▶ EXERCISE PASSAGE
-- Opening Marker --
By Noah Rothman
Friday, August 22, 2025
It says something about modern American political culture
that the constitutionally nonconfrontational think tank Third Way, an
organization that “champions
moderate policy and political ideas,” made more news for itself than it has
in years when it finally picked a fight.
In a memo that has captured the attention of the national press, Third Way attempted to police the
Democratic Party’s language policers, even if its authors applied a gentle
touch when doing so.
“In reality, most Democrats do not run or govern on
wildly out-of-touch social positions,” the
memo read. “But voters would be excused to believe we do because of the
words that come out of our mouths—words which sound like we are hiding behind
unfamiliar phrases to mask extreme intent.”
What follows is the hilariously long, but by no means
exhaustive, list of words, phrases, and expressions that expose their users as
cloistered ideologues consumed with hostility for the median American voter:
Privilege
Violence (as
in “environmental violence”)
-- Closing Marker --
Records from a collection
-- Opening Marker --
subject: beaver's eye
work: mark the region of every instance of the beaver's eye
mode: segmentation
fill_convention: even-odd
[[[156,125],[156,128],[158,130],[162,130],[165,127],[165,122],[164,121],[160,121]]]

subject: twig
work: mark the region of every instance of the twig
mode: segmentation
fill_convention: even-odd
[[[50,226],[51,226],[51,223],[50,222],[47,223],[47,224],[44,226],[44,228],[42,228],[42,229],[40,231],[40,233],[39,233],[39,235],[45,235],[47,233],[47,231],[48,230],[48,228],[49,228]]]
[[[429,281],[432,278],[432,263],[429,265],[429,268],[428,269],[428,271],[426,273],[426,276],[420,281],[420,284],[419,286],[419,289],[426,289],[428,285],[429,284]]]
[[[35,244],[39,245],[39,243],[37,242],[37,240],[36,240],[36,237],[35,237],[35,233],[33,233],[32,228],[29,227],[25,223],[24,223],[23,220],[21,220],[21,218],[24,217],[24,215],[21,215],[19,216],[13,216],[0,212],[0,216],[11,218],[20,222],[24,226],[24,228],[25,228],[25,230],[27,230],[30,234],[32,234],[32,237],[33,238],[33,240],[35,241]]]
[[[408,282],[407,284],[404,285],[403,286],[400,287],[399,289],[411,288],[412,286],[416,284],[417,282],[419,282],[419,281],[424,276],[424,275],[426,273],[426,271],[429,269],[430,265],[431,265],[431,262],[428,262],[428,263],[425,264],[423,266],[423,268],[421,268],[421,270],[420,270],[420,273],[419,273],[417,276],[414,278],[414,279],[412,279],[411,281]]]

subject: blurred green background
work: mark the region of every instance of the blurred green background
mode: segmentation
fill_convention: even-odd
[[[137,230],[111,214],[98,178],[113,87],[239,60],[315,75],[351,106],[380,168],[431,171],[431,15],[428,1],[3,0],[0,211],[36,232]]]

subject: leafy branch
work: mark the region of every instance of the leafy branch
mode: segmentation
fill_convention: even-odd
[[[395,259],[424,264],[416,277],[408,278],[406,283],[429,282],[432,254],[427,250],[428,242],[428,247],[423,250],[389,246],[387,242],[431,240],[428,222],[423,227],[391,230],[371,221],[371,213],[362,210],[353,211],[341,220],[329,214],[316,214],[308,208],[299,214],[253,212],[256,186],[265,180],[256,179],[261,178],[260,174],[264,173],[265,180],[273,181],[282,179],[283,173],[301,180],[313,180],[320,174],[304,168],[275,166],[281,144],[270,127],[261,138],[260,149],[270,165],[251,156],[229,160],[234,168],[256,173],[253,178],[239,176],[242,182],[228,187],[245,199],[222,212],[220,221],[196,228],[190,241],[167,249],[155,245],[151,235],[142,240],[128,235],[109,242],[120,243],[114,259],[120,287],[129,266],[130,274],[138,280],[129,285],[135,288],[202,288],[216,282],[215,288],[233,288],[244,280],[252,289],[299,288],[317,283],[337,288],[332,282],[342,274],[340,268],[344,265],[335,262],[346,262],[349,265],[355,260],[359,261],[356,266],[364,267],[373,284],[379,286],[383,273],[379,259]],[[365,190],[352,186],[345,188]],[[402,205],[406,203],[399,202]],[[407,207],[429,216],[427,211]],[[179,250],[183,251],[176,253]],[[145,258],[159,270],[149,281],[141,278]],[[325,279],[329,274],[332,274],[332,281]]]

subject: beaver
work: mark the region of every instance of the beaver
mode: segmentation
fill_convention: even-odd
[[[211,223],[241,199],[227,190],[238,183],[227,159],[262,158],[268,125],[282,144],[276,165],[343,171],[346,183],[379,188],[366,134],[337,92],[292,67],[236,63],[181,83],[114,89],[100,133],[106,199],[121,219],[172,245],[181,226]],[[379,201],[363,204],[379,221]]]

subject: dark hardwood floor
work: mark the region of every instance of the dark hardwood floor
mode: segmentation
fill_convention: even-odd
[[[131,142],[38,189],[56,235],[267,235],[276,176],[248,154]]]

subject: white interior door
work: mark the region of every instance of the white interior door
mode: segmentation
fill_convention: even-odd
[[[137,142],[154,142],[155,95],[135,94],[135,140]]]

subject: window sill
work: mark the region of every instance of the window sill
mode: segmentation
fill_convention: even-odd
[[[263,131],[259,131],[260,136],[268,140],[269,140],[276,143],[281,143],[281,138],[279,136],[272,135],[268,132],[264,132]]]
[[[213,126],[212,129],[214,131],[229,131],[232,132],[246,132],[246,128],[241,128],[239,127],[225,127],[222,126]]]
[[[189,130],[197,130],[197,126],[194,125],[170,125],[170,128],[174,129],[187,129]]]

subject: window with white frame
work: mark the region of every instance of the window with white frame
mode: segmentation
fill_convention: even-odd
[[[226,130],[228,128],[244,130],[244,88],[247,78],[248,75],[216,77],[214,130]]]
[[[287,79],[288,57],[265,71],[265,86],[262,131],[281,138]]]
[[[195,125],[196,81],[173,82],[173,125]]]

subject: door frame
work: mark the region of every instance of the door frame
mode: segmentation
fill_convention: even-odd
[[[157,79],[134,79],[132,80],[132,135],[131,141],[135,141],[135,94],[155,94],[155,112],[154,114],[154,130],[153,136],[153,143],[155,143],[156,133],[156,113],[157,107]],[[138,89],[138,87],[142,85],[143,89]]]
-- Closing Marker --
▶ REQUIREMENT
Translate this sentence from the article on the Third Way memo into Spanish: "“In reality, most Democrats do not run or govern on wildly out-of-touch social positions,” the memo read."

▶ EXPECTED ANSWER
«En realidad, la mayoría de los demócratas no hacen campaña ni gobiernan con posturas sociales totalmente desfasadas», decía el memorando.